▶ _Exercise aim_
Gather each line of the data below that contains the string "after" and reproduce those lines in full.
■ ■ ■ ■
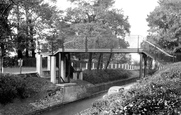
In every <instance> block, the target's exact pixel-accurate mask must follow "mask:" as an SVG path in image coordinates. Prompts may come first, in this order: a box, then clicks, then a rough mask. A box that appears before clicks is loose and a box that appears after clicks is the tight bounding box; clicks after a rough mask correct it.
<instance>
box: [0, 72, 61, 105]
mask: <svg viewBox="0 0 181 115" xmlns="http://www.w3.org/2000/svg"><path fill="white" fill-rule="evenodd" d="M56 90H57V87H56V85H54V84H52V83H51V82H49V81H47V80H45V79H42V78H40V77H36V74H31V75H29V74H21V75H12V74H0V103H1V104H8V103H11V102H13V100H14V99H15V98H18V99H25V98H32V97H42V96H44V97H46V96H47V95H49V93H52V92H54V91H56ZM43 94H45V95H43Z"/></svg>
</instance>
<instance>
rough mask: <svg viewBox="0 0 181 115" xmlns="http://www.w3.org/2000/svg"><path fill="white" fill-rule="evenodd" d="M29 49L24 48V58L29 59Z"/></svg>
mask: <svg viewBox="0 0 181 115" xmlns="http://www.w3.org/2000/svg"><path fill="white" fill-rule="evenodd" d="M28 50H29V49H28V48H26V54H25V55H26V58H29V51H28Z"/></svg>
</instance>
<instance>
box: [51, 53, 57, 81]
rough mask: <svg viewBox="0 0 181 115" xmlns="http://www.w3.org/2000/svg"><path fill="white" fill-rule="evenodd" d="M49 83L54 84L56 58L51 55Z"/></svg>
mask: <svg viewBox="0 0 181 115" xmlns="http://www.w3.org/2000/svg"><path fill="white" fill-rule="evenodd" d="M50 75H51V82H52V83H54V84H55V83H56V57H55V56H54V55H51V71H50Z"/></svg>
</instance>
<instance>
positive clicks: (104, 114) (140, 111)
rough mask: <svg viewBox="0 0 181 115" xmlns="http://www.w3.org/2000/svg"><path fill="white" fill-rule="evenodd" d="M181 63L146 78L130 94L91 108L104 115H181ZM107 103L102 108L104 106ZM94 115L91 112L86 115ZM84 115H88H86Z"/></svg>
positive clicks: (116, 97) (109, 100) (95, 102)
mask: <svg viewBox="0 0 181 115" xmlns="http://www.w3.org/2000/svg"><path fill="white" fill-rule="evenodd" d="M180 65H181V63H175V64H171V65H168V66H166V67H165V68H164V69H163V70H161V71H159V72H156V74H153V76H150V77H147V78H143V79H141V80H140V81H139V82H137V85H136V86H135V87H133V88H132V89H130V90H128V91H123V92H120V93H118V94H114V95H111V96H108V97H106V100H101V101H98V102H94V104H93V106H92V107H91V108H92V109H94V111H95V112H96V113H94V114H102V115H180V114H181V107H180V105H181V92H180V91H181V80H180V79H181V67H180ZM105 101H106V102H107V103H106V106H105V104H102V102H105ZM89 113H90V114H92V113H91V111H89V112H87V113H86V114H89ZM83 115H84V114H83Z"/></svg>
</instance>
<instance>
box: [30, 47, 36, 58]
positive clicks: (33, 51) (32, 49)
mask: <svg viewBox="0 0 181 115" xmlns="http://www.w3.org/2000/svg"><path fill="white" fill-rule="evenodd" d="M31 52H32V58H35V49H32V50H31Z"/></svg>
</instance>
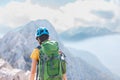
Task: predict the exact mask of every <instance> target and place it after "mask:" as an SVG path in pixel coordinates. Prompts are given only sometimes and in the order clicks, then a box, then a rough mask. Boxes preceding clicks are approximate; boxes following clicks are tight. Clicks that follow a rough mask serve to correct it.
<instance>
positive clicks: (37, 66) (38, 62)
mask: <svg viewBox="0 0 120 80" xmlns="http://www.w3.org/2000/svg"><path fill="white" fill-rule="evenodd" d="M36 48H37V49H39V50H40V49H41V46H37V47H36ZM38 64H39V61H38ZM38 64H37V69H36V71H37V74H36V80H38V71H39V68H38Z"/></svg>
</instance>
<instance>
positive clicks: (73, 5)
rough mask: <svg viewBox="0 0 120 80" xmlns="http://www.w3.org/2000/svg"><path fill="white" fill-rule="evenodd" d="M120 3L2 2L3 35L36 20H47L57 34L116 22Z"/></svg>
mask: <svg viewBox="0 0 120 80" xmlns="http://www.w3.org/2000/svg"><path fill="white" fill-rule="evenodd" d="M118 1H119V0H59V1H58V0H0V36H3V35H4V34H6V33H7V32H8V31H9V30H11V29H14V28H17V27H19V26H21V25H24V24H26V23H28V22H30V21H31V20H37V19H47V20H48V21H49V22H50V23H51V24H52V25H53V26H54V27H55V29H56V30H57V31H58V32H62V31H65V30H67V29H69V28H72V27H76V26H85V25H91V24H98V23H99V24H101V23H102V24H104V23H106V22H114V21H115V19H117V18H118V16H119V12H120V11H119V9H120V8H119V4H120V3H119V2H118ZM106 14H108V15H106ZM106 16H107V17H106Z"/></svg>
■ ■ ■ ■
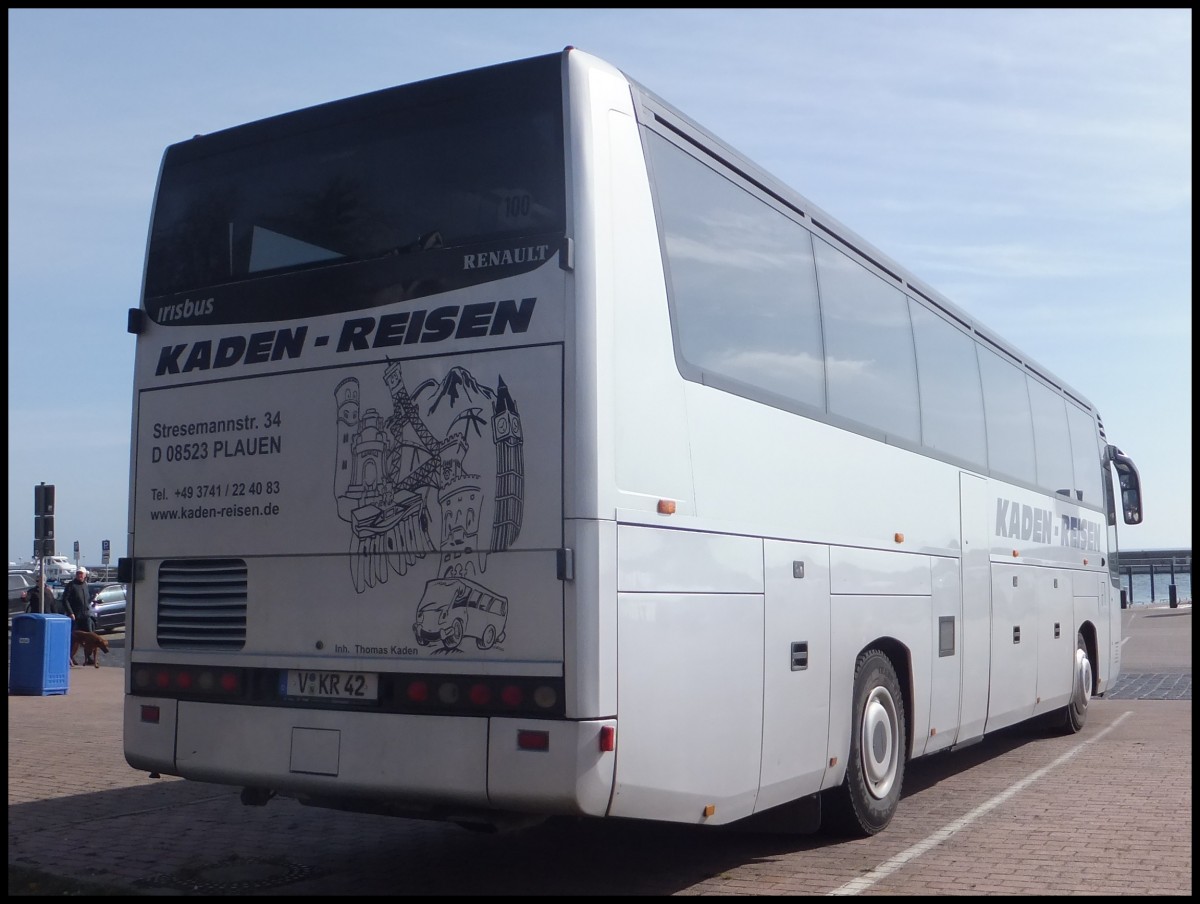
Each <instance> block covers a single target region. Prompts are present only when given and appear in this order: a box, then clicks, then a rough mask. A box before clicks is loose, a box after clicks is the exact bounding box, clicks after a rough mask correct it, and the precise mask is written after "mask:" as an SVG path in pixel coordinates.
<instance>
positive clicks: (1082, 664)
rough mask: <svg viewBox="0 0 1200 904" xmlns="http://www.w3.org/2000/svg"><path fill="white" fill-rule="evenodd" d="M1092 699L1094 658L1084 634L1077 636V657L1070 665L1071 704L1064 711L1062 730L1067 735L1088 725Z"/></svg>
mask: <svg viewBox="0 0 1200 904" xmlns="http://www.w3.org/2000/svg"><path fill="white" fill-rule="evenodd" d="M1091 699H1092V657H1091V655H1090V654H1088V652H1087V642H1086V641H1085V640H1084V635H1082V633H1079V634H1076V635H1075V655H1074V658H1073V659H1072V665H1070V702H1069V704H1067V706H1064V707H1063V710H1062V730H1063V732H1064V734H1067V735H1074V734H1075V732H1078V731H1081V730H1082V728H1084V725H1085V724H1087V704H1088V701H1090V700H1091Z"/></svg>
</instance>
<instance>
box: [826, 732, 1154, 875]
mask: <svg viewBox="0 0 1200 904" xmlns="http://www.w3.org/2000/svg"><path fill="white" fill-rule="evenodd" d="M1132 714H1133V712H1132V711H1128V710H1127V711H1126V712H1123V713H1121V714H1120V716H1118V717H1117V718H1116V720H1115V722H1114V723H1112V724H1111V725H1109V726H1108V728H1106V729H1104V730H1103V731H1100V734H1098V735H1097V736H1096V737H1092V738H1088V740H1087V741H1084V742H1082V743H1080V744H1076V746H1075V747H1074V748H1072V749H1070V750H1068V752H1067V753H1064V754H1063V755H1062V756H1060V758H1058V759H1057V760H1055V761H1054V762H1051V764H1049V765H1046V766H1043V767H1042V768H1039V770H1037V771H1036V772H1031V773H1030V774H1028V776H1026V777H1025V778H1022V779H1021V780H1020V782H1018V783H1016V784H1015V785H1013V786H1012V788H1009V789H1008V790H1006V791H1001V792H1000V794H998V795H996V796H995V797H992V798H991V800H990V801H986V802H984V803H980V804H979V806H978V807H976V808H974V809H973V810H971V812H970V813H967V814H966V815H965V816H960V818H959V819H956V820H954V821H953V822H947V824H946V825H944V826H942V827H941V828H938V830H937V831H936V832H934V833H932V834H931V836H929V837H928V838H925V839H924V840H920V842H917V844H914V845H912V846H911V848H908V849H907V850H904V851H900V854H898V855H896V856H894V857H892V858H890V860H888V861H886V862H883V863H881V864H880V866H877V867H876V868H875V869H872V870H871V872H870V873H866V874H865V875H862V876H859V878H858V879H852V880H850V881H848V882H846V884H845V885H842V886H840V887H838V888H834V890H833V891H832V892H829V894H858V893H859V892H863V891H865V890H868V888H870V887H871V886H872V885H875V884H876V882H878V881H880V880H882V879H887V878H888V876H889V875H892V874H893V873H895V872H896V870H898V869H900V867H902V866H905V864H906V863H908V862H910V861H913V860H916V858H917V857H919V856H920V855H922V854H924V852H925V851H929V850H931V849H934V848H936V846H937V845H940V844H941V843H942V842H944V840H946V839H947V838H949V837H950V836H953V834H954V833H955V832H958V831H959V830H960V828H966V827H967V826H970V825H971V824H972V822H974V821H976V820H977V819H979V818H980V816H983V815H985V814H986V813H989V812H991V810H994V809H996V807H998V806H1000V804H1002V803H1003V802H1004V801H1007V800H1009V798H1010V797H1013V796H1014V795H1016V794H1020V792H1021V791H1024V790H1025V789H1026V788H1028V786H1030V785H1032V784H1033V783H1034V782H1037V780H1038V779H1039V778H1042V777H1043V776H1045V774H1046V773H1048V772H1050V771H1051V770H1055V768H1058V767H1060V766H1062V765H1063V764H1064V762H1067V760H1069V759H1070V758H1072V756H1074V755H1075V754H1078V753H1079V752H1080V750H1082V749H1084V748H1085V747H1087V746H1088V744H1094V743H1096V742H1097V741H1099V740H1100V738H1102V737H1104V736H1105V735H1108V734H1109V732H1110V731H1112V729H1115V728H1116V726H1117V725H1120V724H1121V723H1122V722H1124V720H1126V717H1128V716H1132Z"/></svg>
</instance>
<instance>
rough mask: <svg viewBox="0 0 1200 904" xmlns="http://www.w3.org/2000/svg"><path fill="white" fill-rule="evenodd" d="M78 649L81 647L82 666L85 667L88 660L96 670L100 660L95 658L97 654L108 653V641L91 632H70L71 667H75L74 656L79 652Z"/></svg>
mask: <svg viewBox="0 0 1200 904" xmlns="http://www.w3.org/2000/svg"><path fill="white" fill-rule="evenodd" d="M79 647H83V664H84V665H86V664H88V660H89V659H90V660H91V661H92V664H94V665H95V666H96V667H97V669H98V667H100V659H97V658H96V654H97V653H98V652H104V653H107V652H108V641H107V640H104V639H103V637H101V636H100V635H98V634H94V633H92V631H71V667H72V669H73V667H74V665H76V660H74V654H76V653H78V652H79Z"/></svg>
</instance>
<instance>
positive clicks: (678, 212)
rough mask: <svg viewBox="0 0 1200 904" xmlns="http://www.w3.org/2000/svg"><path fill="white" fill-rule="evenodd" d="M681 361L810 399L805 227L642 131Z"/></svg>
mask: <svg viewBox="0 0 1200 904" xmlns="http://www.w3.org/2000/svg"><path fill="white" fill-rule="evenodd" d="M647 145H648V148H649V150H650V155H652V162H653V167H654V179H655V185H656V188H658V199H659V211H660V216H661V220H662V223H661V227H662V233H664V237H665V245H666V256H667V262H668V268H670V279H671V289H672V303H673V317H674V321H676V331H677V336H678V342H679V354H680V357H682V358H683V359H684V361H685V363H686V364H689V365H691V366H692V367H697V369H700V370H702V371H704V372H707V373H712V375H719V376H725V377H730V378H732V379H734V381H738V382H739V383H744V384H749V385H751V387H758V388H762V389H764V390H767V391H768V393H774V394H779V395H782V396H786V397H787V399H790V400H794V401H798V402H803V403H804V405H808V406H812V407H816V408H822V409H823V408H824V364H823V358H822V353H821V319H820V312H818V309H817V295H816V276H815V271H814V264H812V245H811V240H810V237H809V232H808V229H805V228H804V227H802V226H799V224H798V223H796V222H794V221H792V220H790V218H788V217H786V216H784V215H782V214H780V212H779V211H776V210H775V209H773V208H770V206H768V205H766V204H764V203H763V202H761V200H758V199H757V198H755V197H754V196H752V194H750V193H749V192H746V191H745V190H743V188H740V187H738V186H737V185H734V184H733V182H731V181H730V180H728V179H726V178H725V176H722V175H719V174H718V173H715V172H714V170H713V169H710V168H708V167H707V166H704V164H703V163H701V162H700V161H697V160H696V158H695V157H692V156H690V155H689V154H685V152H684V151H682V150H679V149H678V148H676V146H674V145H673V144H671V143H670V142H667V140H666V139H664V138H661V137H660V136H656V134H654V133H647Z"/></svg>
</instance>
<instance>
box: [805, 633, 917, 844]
■ ■ ■ ■
▶ _Task output_
In every <instance> block, the target's exact pixel-accurate mask must follow "mask:" as an SVG path in image coordinates. Prompts may come first, in this order: a box, then clicks, then a rough mask. A box that appears before clicks is loose and a box that appears after clicks is the tight bounding box; clicks after a rough mask correct it.
Task: predict the exact mask of every <instance> target and place it after "mask:" as an SVG path in pixel coordinates. Prompts are given only sometimes and in the order clicks, then a box, then a rough mask. Boxes preceding clicks are approximate; boxes following clicks are tight. Clicks that follow a rough mask serve to correct it.
Each <instance> block covers a single target region. Prompts are present only when given and appear in this order: a box, then clicks, then a rough mask. A box before clicks is loose, a box after clicks is the exact bounding box, clicks after a rough mask correct it, and the precise mask is written after "mask:" as an SVG path in pixel coordinates.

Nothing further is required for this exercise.